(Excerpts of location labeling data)
* BEGIN *
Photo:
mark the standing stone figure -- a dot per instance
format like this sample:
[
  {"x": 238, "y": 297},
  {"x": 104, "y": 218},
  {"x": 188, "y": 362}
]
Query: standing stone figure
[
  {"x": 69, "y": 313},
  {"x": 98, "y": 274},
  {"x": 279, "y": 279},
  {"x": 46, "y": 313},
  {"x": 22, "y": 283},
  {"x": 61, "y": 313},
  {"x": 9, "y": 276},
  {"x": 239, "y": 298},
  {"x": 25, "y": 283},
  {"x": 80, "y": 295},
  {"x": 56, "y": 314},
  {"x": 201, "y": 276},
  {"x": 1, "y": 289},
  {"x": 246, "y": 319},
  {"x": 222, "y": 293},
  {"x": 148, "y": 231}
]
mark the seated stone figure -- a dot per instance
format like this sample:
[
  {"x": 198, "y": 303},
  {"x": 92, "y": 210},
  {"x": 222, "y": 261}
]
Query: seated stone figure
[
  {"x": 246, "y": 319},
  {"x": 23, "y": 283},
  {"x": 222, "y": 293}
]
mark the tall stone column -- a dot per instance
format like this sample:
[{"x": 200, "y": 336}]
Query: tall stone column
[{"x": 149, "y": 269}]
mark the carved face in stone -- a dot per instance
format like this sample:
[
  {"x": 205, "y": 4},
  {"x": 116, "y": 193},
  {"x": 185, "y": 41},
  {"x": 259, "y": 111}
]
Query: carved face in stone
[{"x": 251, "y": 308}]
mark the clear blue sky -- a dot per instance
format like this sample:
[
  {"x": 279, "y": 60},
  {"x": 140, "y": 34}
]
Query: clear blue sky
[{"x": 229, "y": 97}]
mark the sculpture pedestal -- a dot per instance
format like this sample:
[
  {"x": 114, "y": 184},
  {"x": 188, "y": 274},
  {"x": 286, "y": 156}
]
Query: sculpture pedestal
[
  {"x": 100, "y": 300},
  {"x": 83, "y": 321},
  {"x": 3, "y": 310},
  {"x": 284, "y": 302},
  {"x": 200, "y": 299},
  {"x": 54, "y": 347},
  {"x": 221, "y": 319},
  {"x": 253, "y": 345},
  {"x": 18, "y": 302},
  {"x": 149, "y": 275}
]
* END *
Work to complete: Please reproduce the items from the line containing "mark the sculpture" down through the last line, swapping "sculpture pedestal" for "statue base" and leaving everything else unchanged. Return only those lines.

The reply:
mark the statue base -- a dot per instance
format like this sample:
[
  {"x": 114, "y": 184},
  {"x": 188, "y": 274},
  {"x": 286, "y": 156}
]
Query: statue base
[
  {"x": 100, "y": 300},
  {"x": 83, "y": 321},
  {"x": 3, "y": 310},
  {"x": 284, "y": 302},
  {"x": 200, "y": 299},
  {"x": 54, "y": 347},
  {"x": 221, "y": 319},
  {"x": 253, "y": 345},
  {"x": 18, "y": 302},
  {"x": 149, "y": 275}
]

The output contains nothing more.